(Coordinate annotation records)

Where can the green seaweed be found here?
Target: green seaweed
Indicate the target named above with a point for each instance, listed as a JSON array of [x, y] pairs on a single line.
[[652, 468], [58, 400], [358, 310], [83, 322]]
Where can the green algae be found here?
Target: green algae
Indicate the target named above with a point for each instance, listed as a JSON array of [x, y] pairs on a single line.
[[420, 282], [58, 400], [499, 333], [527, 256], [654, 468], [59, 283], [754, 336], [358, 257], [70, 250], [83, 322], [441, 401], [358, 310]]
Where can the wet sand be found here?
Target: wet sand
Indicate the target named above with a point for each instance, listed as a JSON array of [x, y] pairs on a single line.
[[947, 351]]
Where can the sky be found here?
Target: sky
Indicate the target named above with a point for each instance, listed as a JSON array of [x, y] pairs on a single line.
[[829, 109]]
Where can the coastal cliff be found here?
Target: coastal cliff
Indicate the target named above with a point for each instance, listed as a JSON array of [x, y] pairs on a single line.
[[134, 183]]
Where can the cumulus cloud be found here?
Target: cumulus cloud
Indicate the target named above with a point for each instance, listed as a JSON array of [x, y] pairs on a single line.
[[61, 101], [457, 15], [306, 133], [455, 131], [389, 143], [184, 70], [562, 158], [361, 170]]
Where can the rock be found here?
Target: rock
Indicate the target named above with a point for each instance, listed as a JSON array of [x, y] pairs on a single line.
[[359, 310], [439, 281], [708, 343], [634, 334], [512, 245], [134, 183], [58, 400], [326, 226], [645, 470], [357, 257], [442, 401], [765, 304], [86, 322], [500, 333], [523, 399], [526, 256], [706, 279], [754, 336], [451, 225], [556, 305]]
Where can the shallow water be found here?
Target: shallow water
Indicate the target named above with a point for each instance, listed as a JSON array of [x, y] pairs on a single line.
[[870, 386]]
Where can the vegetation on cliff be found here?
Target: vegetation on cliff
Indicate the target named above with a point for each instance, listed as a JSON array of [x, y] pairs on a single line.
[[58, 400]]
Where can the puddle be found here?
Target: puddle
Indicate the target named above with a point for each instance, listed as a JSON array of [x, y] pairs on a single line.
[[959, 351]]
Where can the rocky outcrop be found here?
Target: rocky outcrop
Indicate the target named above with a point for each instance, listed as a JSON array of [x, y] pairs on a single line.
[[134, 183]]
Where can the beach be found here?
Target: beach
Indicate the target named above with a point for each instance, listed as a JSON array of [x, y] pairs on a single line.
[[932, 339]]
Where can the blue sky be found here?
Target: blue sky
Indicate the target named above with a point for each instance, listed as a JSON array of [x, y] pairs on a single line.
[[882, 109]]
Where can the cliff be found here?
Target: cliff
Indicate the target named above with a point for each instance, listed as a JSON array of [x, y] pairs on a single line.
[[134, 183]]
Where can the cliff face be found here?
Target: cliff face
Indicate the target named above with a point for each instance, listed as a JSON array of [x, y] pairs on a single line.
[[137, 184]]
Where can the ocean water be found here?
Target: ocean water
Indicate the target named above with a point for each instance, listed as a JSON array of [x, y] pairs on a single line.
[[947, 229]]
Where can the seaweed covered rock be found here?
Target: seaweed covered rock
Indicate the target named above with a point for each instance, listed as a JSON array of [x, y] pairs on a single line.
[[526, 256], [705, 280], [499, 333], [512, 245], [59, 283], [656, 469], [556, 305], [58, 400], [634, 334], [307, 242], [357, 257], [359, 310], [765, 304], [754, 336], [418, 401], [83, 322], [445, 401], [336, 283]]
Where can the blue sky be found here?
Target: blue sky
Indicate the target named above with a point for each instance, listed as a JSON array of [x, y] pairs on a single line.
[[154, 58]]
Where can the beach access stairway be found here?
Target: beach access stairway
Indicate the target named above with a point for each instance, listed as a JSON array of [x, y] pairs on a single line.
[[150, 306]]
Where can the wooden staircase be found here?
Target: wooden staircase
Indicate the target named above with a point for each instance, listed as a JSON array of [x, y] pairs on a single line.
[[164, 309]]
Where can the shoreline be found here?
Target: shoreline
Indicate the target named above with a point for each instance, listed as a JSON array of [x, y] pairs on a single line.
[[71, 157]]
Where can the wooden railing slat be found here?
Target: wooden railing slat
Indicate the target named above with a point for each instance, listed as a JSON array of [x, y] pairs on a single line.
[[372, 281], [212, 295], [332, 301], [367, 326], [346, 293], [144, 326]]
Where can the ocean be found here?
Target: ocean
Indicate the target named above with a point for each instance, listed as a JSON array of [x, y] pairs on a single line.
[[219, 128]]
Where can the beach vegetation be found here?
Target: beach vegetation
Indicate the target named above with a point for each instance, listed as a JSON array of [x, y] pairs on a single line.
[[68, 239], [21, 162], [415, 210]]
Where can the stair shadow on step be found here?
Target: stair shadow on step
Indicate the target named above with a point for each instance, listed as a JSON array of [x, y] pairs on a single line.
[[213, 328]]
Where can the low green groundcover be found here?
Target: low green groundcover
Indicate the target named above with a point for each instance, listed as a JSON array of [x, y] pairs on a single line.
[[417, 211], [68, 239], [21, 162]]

Problem to solve
Give again, character for character, the lines from the one containing "Where can the seaweed" through the one containing "401], [336, 283]]", including both of those lines.

Finished answer
Where can the seaweed covered rock be found here?
Target: seaweed covered rock
Indicate the target named above with a point for each instance, listed as a JSON array of [x, y] pairs on a single line.
[[526, 256], [705, 280], [499, 333], [512, 245], [59, 283], [656, 469], [556, 305], [58, 400], [634, 334], [307, 242], [357, 257], [359, 310], [765, 304], [754, 336], [418, 401], [83, 322], [445, 401], [336, 283]]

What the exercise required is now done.